• **GOAL OF THE EXERCISE**
For the entries that follow, produce an exact copy with no pictures in it.

• **PROVIDED RECORDS**
────────
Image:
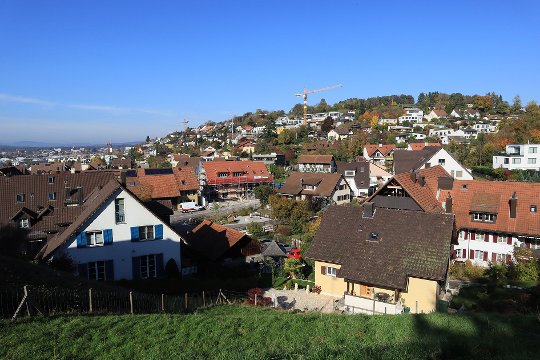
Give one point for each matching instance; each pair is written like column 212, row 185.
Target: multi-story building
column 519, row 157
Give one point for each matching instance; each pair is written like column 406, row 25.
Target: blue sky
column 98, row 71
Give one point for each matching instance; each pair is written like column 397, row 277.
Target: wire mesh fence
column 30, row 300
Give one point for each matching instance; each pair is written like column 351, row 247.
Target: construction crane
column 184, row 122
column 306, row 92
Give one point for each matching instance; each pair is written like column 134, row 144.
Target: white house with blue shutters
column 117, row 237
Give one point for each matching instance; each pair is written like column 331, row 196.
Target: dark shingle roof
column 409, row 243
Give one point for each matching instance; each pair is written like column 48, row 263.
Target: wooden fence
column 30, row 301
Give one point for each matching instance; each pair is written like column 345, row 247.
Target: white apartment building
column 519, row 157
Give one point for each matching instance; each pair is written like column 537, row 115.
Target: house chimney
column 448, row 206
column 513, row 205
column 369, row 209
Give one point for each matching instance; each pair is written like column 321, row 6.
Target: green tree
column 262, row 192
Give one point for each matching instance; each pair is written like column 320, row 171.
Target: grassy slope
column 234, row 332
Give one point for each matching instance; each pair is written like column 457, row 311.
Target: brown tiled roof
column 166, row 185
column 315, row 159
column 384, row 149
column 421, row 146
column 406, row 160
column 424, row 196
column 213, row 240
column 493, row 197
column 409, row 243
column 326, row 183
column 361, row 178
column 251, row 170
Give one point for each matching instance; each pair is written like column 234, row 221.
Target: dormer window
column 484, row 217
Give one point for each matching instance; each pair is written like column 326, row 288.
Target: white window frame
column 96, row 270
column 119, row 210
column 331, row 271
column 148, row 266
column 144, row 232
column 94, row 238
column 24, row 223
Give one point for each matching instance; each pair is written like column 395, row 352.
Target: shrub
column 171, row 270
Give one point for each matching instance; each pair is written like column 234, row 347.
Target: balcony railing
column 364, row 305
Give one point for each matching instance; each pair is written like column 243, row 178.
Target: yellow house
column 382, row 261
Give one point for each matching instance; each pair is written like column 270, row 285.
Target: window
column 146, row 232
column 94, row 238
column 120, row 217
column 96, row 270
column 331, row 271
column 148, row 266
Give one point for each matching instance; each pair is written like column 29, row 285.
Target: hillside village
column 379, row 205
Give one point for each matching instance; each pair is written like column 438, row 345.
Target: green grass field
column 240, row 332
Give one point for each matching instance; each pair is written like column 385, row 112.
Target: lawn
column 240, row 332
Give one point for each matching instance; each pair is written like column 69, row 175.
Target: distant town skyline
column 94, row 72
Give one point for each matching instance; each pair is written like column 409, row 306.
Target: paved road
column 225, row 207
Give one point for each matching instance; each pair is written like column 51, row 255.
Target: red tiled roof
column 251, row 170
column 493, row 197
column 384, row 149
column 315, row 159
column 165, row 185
────────
• **OUTPUT OF THE TASK**
Image:
Give one point for each matching instance; each pair is written like column 212, row 185.
Target: multi-story building
column 519, row 157
Give one point for each matching instance; each pair is written like column 406, row 25.
Target: blue sky
column 98, row 71
Give one point for each matching instance; each pair is written like column 397, row 277.
Target: wire mesh fence
column 30, row 300
Give one point for each matching instance; each pair is written like column 351, row 247.
Target: construction crane
column 184, row 122
column 306, row 92
Give one point for each matching instance; each pair is written like column 134, row 144.
Target: white house with blue shutters
column 117, row 237
Give one point for each matching instance; each pair is written like column 331, row 196.
Target: dark shingle roof
column 409, row 243
Give one point for each matching instance; each pair is written like column 48, row 263.
Target: wooden fence
column 30, row 301
Give one point for each matching instance; each pair is written like column 345, row 247.
Target: white apartment building
column 519, row 157
Give one point for each matching instance; each pair is written like column 537, row 115.
Target: house chimney
column 448, row 206
column 513, row 205
column 369, row 209
Give one point for each matching instance; each pair is written like column 321, row 6.
Target: green tree
column 262, row 192
Give one point for each matching instance; each pair is written like column 320, row 171.
Target: grassy slope
column 234, row 332
Give one point for each matching instance; each pair is written like column 457, row 311.
Target: brown tiled roof
column 166, row 185
column 315, row 159
column 384, row 149
column 421, row 146
column 406, row 160
column 424, row 196
column 213, row 240
column 493, row 197
column 409, row 243
column 326, row 183
column 361, row 178
column 251, row 170
Give one point for each matching instance; each pair is written like column 234, row 221.
Target: dormer window
column 484, row 217
Give one point for each matching instance; each pair is written like column 326, row 288.
Target: white window frame
column 96, row 270
column 119, row 210
column 331, row 271
column 148, row 266
column 144, row 232
column 94, row 238
column 24, row 223
Give one point for each matching instance; each pair is written like column 395, row 352.
Target: shrub
column 171, row 270
Give one point for each matching instance; each pair is written like column 234, row 347.
Target: balcony railing
column 364, row 305
Give one point for each matching instance; each pair is written like column 243, row 178.
Target: yellow house
column 382, row 261
Give one point for each matching instance; each pair is written like column 270, row 285.
Target: window
column 146, row 232
column 94, row 238
column 120, row 217
column 96, row 270
column 331, row 271
column 148, row 266
Give one point for each matching instance; each pair is written like column 29, row 285.
Target: hillside village
column 379, row 205
Give one point for each matching instance; each pair is written like column 438, row 345.
Target: green grass field
column 240, row 332
Give one point for each matching instance; each pair is written like column 385, row 112.
Target: lawn
column 240, row 332
Give one point for each matching instance; each pair is written like column 69, row 175.
Target: distant town skyline
column 94, row 72
Give one point for each matching instance; each pair is written like column 409, row 306.
Target: paved road
column 225, row 207
Give one point for each matching instance; each pair is written like column 51, row 255.
Target: red tiled roof
column 251, row 170
column 493, row 197
column 384, row 149
column 315, row 159
column 165, row 185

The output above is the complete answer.